*** Document text ***

ESXi host disconnects intermittently from vCenter Server
search cancel

ESXi host disconnects intermittently from vCenter Server

book

Article ID: 318647

calendar_today

Updated On:

Products

VMware vCenter Server VMware vSphere ESXi

Issue/Introduction

  • ESXi hosts disconnect frequently from vCenter Server
  • vCenter Server shows ESXi host(s) as not responding
  • vCenter Server is not randomly receiving ESXi heartbeats
  • vCenter - /var/log/vmware/vpxd/vpxd.log contains entries similar to:

    [<YYYY-MM-DD>T<time> verbose 'App'] [VpxdIntHost] Missed 2 heartbeats for host esx.example.com

Environment

VMware vCenter Server 8.x

VMware vCenter Server 7.x

VMware vSphere ESXi 8.x

VMware vSphere ESXi 7.x

Cause

This issue occurs when the UDP heartbeat message sent by an ESXi host is not received by vCenter Server. If vCenter Server does not receive the UDP heartbeat message, it treats the host as not responding. An ESXi host sends heartbeats every 10 seconds and vCenter Server has a window of 60 seconds to receive the heartbeats. This behavior can be an indication of a congested network between the ESXi host and vCenter Server.
 
Note: If the host disconnects every 60 seconds there is likely a firewall blocking UDP 902 heartbeats from ESXi host to vCenter.

Resolution

Confirming Packet Continuity 

  1. To confirm the ESXi host is sending heartbeat packets to the vCenter every 10 seconds, use the following command from an SSH session to the ESXi host.

    esxi# tcpdump-uw dst host <vcenter_ip_address> and udp port 902

  2. To confirm if heartbeats are reaching vCenter over port UDP 902 every 10 seconds, use the following command from an SSH session to the vCenter Appliance.
esxi# tcpdump src host <esxi_host_ip_address> and udp port 902


Next steps
  • If heartbeats are being sent by the ESXi host, but not reaching the vCenter, the network between the two machines needs to be investigated further for firewalls or other connection limiting mechanisms.
  • If heartbeats are not being sent by the host, investigate the ESXi services and log files for a possible cause.
  • If heartbeats are both being sent by ESXi and being received by vCenter, the problem is not related to a network block of heartbeat traffic. Investigate the vCenter Server for reasons why the hosts are intermittently disconnecting.

*** Data to examine ***

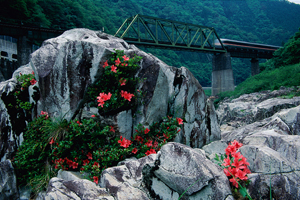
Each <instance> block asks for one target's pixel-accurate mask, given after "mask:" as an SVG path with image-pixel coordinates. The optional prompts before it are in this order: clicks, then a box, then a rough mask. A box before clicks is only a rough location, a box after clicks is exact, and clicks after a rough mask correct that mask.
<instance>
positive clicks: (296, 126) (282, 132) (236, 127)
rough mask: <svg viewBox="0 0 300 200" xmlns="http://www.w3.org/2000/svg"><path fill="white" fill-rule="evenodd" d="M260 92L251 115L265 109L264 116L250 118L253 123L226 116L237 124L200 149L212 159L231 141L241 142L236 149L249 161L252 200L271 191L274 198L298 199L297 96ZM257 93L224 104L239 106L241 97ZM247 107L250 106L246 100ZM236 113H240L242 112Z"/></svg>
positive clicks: (266, 195) (299, 197)
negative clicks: (261, 96) (238, 125)
mask: <svg viewBox="0 0 300 200" xmlns="http://www.w3.org/2000/svg"><path fill="white" fill-rule="evenodd" d="M274 93H275V94H278V93H279V94H281V95H282V92H277V91H274ZM262 94H263V98H262V99H263V101H262V102H260V103H257V104H256V106H258V108H255V109H256V114H253V113H254V112H253V113H252V114H253V115H252V114H251V116H255V115H257V116H258V114H257V113H259V112H258V111H259V110H264V112H261V113H265V114H266V115H260V116H262V117H261V118H260V117H257V118H252V119H251V120H250V121H253V122H252V123H245V121H243V122H242V123H241V120H240V119H241V118H231V120H232V121H230V120H229V118H226V119H227V120H228V121H227V126H228V124H229V125H230V124H239V126H236V127H235V128H232V129H228V128H227V129H224V130H223V131H222V134H221V140H220V141H214V142H212V143H210V144H209V145H205V146H204V147H203V150H204V151H205V152H206V155H207V156H208V157H209V158H210V159H211V160H213V158H214V157H215V154H224V153H225V151H224V150H225V148H226V147H227V144H228V143H229V142H230V141H233V140H238V141H239V142H241V143H243V146H242V147H241V148H240V149H239V151H240V152H241V153H242V154H243V155H244V156H245V157H246V158H247V161H248V162H249V163H250V166H249V169H250V171H251V174H249V175H248V177H249V180H251V183H250V185H249V186H248V187H247V188H248V191H249V193H250V195H251V197H252V198H253V199H268V198H269V197H270V192H271V194H272V197H273V198H274V199H300V195H299V194H300V190H299V186H300V179H299V175H300V174H299V171H300V168H299V164H300V163H299V156H298V155H299V151H300V135H299V132H300V131H299V115H300V106H297V104H298V103H296V102H297V101H298V99H299V97H294V98H290V99H284V98H278V97H275V98H271V99H267V97H268V94H264V93H262ZM257 95H258V94H256V95H254V94H249V95H243V96H242V97H239V98H238V99H233V100H230V101H231V103H228V102H227V103H226V104H227V105H228V107H231V108H233V107H234V106H230V104H233V102H235V103H236V108H237V107H239V105H242V101H241V100H242V99H243V98H244V99H245V98H246V97H247V98H248V97H252V98H255V97H257ZM269 96H272V94H271V95H269ZM258 101H259V100H258ZM276 102H277V104H276ZM223 105H225V104H223ZM246 106H249V104H247V101H246ZM295 106H296V107H295ZM289 107H292V108H289ZM223 108H224V107H221V108H220V109H221V110H222V109H223ZM255 109H254V108H253V109H250V110H248V111H247V112H252V111H254V110H255ZM237 110H238V109H237ZM237 113H241V111H239V112H237ZM223 119H224V118H223ZM245 124H246V125H245ZM270 190H271V191H270Z"/></svg>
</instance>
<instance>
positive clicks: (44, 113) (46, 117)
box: [41, 111, 49, 119]
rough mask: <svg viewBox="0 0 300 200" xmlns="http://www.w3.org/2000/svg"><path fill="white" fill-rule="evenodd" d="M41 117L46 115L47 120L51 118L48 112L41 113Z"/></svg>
mask: <svg viewBox="0 0 300 200" xmlns="http://www.w3.org/2000/svg"><path fill="white" fill-rule="evenodd" d="M41 115H46V119H48V118H49V115H48V113H47V112H44V111H41Z"/></svg>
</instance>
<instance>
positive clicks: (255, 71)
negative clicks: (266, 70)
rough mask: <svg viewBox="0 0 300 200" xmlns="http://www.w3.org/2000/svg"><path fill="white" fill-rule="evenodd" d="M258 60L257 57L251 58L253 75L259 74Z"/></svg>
mask: <svg viewBox="0 0 300 200" xmlns="http://www.w3.org/2000/svg"><path fill="white" fill-rule="evenodd" d="M259 72H260V70H259V62H258V59H257V58H252V59H251V76H254V75H256V74H259Z"/></svg>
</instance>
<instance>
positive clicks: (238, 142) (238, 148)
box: [231, 140, 243, 149]
mask: <svg viewBox="0 0 300 200" xmlns="http://www.w3.org/2000/svg"><path fill="white" fill-rule="evenodd" d="M231 145H233V146H235V148H236V149H239V148H240V147H241V146H243V144H242V143H239V142H238V141H236V140H234V141H233V142H231Z"/></svg>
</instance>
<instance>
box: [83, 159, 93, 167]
mask: <svg viewBox="0 0 300 200" xmlns="http://www.w3.org/2000/svg"><path fill="white" fill-rule="evenodd" d="M91 160H92V159H91ZM89 163H90V161H89V160H88V159H85V160H83V166H85V165H87V164H89Z"/></svg>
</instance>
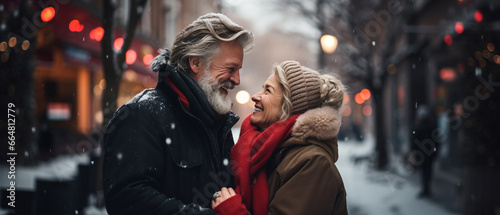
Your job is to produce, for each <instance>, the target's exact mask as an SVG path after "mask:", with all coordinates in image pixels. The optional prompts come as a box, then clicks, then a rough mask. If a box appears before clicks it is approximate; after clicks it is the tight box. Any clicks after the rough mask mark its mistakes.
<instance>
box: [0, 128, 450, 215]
mask: <svg viewBox="0 0 500 215" xmlns="http://www.w3.org/2000/svg"><path fill="white" fill-rule="evenodd" d="M237 135H238V133H236V134H235V135H234V136H235V139H236V138H237ZM373 146H374V142H373V139H372V138H371V137H367V138H366V139H365V141H363V142H361V143H357V142H354V141H340V142H339V160H338V161H337V166H338V169H339V171H340V173H341V175H342V178H343V180H344V185H345V188H346V191H347V206H348V210H349V214H350V215H391V214H394V215H413V214H415V215H416V214H418V215H421V214H426V215H458V213H455V212H452V211H449V210H447V209H446V208H445V207H444V206H443V205H441V204H438V203H436V202H435V201H434V200H432V199H418V198H416V195H417V193H418V187H417V184H416V183H415V180H412V181H411V180H409V179H407V178H403V177H400V176H397V175H396V174H394V173H391V172H379V171H375V170H374V169H373V167H371V166H370V164H369V162H366V158H367V157H366V156H367V155H370V154H371V153H372V152H373ZM85 163H87V164H88V163H90V164H91V165H96V164H94V163H92V161H89V159H88V156H86V155H70V156H62V157H59V158H57V159H54V160H52V161H50V162H47V163H42V164H40V165H38V166H35V167H19V168H18V169H17V170H16V172H17V178H16V185H18V186H17V187H16V188H18V189H25V190H34V189H35V179H36V178H44V179H57V180H64V179H70V178H73V177H75V175H76V174H77V165H78V164H85ZM7 171H8V169H7V166H0V172H7ZM7 186H8V180H6V177H1V178H0V187H3V188H4V187H7ZM1 214H7V211H5V210H2V209H0V215H1ZM85 214H87V215H106V214H107V213H106V211H105V210H104V209H97V208H95V207H93V206H89V207H87V208H85Z"/></svg>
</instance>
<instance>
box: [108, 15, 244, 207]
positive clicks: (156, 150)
mask: <svg viewBox="0 0 500 215" xmlns="http://www.w3.org/2000/svg"><path fill="white" fill-rule="evenodd" d="M252 45H253V35H252V33H251V32H249V31H248V30H245V29H243V28H242V27H241V26H239V25H237V24H236V23H234V22H233V21H231V20H230V19H229V18H227V17H226V16H225V15H222V14H215V13H210V14H206V15H204V16H201V17H199V18H198V19H197V20H195V21H194V22H193V23H191V24H190V25H189V26H187V27H186V28H184V29H183V30H182V31H181V32H180V33H179V34H178V35H177V37H176V39H175V41H174V44H173V48H172V50H171V51H170V50H164V51H161V53H160V55H158V56H157V57H156V58H155V59H154V61H153V63H152V64H151V69H152V70H153V71H155V72H158V73H159V74H158V85H157V86H156V88H155V89H148V90H144V91H143V92H141V93H139V94H138V95H136V96H135V97H134V98H133V99H131V100H130V101H129V102H128V103H127V104H125V105H123V106H122V107H120V109H118V111H117V112H116V113H115V115H114V116H113V119H112V120H111V121H110V123H109V125H108V127H107V130H106V135H105V137H104V144H105V145H104V150H105V152H104V153H105V156H104V174H103V175H104V194H105V203H106V209H107V211H108V213H109V214H111V215H112V214H120V215H124V214H134V215H136V214H215V213H214V212H213V211H212V210H210V209H208V208H210V203H211V200H212V196H213V193H214V192H216V191H218V190H219V189H221V188H222V187H228V186H231V185H232V183H233V180H232V176H231V172H230V171H231V170H230V167H229V154H230V150H231V147H232V146H233V145H234V141H233V138H232V135H231V127H232V126H233V125H234V124H235V123H236V122H237V121H238V119H239V118H238V116H237V115H236V114H234V113H232V112H231V111H230V109H231V105H232V103H231V100H230V98H229V96H228V93H229V91H230V90H232V89H233V88H234V87H235V86H236V85H238V84H239V83H240V77H239V70H240V69H241V67H242V63H243V55H244V53H245V52H246V51H247V50H248V49H249V48H250V47H251V46H252Z"/></svg>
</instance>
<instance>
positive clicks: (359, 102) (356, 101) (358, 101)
mask: <svg viewBox="0 0 500 215" xmlns="http://www.w3.org/2000/svg"><path fill="white" fill-rule="evenodd" d="M354 101H356V103H358V104H363V103H364V102H365V100H364V99H363V98H362V97H361V93H358V94H356V96H354Z"/></svg>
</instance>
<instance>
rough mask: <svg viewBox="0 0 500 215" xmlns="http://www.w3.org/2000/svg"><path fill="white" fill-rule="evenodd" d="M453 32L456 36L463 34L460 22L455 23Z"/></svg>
mask: <svg viewBox="0 0 500 215" xmlns="http://www.w3.org/2000/svg"><path fill="white" fill-rule="evenodd" d="M455 31H456V32H457V33H458V34H462V33H463V32H464V24H462V23H461V22H457V23H455Z"/></svg>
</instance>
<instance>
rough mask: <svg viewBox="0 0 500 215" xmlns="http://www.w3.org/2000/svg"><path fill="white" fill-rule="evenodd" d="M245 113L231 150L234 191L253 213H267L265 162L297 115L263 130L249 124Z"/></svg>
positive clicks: (294, 121) (266, 181)
mask: <svg viewBox="0 0 500 215" xmlns="http://www.w3.org/2000/svg"><path fill="white" fill-rule="evenodd" d="M251 116H252V114H250V115H249V116H247V117H246V118H245V119H244V120H243V122H242V124H241V132H240V137H239V139H238V142H237V143H236V145H235V146H234V147H233V148H232V150H231V169H232V170H233V172H234V174H235V185H236V193H239V194H241V196H242V198H243V203H244V204H245V205H246V206H247V208H248V209H249V210H251V211H252V213H253V214H255V215H264V214H267V205H268V201H269V190H268V185H267V175H266V170H265V168H264V167H265V165H266V163H267V162H268V161H269V159H270V158H271V156H272V154H273V152H274V150H275V149H276V148H277V147H278V146H279V145H280V144H281V143H283V142H284V141H285V140H286V139H287V138H288V137H289V136H290V134H291V132H292V128H293V125H294V124H295V121H296V120H297V117H299V116H300V114H295V115H292V116H290V117H288V118H287V119H286V120H284V121H279V122H276V123H273V124H272V125H271V126H269V127H268V128H266V129H265V130H264V131H262V132H261V131H259V128H258V127H257V126H255V125H252V124H251V122H250V117H251Z"/></svg>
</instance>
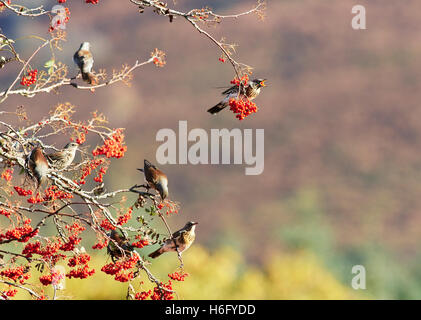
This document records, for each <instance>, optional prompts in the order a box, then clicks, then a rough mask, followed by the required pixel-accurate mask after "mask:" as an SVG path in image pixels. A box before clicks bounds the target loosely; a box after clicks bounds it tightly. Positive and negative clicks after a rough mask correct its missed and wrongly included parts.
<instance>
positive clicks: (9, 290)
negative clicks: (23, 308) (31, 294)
mask: <svg viewBox="0 0 421 320" xmlns="http://www.w3.org/2000/svg"><path fill="white" fill-rule="evenodd" d="M0 7H1V5H0ZM16 293H18V290H16V289H9V290H7V291H3V292H0V294H1V295H2V296H3V297H14V296H15V295H16Z"/></svg>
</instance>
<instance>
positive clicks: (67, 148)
mask: <svg viewBox="0 0 421 320" xmlns="http://www.w3.org/2000/svg"><path fill="white" fill-rule="evenodd" d="M78 147H79V145H78V144H77V143H76V142H69V143H68V144H66V145H65V146H64V148H63V150H61V151H57V152H54V153H49V154H47V155H46V158H47V160H48V162H50V164H51V165H52V166H53V167H54V169H57V170H63V169H66V168H67V167H68V166H69V165H70V164H71V163H72V162H73V159H74V158H75V155H76V150H77V148H78Z"/></svg>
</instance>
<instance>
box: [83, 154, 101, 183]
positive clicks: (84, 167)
mask: <svg viewBox="0 0 421 320" xmlns="http://www.w3.org/2000/svg"><path fill="white" fill-rule="evenodd" d="M104 162H105V160H104V159H93V160H91V161H90V162H89V163H88V164H87V165H86V166H85V167H84V168H83V169H82V176H81V177H80V179H79V182H76V183H77V184H85V183H86V181H85V179H86V177H87V176H89V175H90V174H91V173H92V171H93V170H95V169H96V168H97V167H98V166H99V165H101V164H103V163H104Z"/></svg>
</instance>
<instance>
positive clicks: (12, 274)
mask: <svg viewBox="0 0 421 320" xmlns="http://www.w3.org/2000/svg"><path fill="white" fill-rule="evenodd" d="M28 271H29V269H28V268H27V267H26V266H19V267H15V268H9V269H6V270H2V271H0V276H1V277H6V278H8V279H10V280H13V281H14V282H16V281H17V280H19V282H20V283H21V284H23V283H24V282H25V281H26V280H28V279H29V278H30V277H31V275H30V273H29V272H28Z"/></svg>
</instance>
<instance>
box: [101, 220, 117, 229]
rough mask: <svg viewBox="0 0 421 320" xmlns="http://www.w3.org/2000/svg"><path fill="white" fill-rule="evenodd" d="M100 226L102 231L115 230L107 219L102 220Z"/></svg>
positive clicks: (114, 226) (114, 227)
mask: <svg viewBox="0 0 421 320" xmlns="http://www.w3.org/2000/svg"><path fill="white" fill-rule="evenodd" d="M100 225H101V228H102V229H104V230H115V229H116V227H115V226H113V224H112V223H111V221H110V220H108V219H107V218H105V219H104V220H102V221H101V224H100Z"/></svg>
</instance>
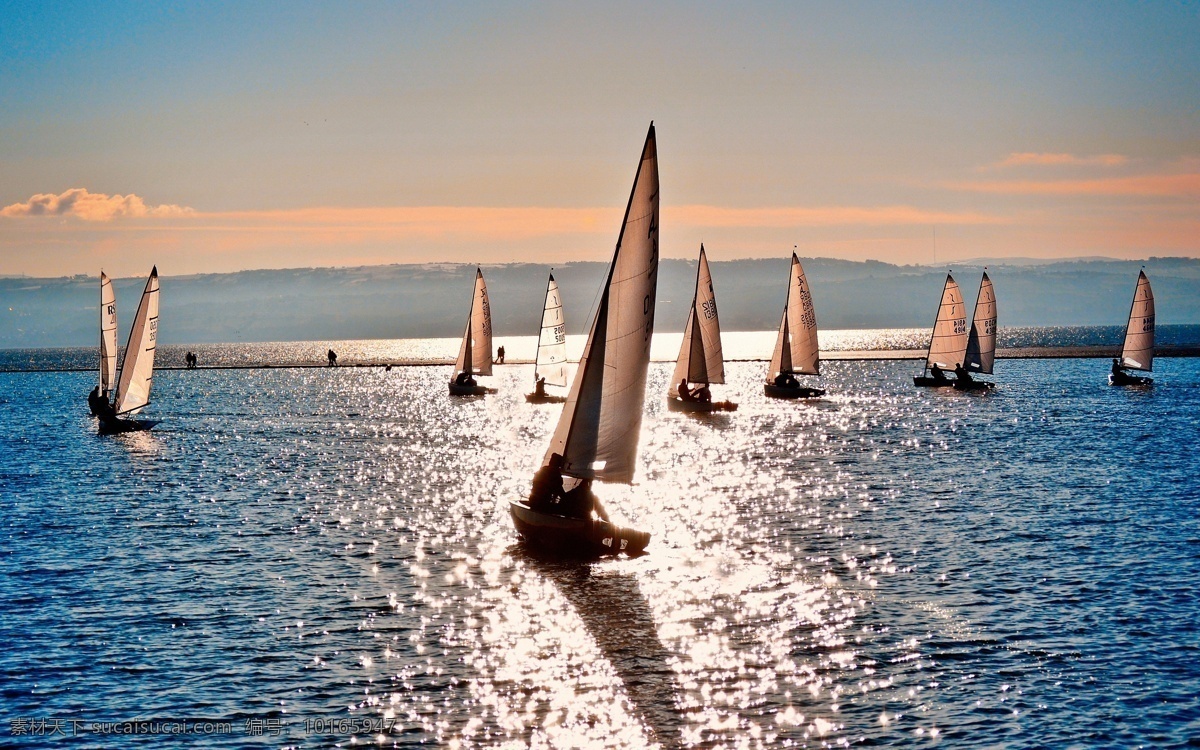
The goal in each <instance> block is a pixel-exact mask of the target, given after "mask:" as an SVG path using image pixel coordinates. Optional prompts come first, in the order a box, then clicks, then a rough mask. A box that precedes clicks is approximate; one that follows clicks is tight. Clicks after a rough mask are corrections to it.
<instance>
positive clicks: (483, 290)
mask: <svg viewBox="0 0 1200 750" xmlns="http://www.w3.org/2000/svg"><path fill="white" fill-rule="evenodd" d="M455 370H456V372H469V373H473V374H479V376H490V374H492V308H491V305H488V302H487V284H486V283H485V282H484V271H481V270H480V269H479V268H476V269H475V284H474V287H473V288H472V293H470V313H469V314H468V316H467V328H466V330H464V331H463V334H462V344H461V346H460V348H458V359H456V360H455Z"/></svg>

***

> Using the information
1. Answer these questions about the ESXi heartbeat article:
(a) How often does an ESXi host send heartbeats?
(b) Which vCenter log file records the missed heartbeat entries?
(c) What is likely the cause if the host disconnects every 60 seconds?
2. Retype the records, beginning at their first line and stopping after the line that contains "positive clicks: (296, 126)". Omit any pictures.

> Solutions to each task
1.
(a) Every 10 seconds.
(b) /var/log/vmware/vpxd/vpxd.log
(c) A firewall blocking UDP 902 heartbeats from the ESXi host to vCenter.

2.
Each <instance> block asks for one target's pixel-accurate mask, given after "mask:" as an SVG path with image-pixel coordinates. The optional prompts before it are in this order: clicks, then a box, then a rough mask. A box before clicks is only a rough location, a box after clicks is exact, and clicks after a rough mask correct that mask.
<instance>
positive clicks: (296, 126) (282, 132) (236, 127)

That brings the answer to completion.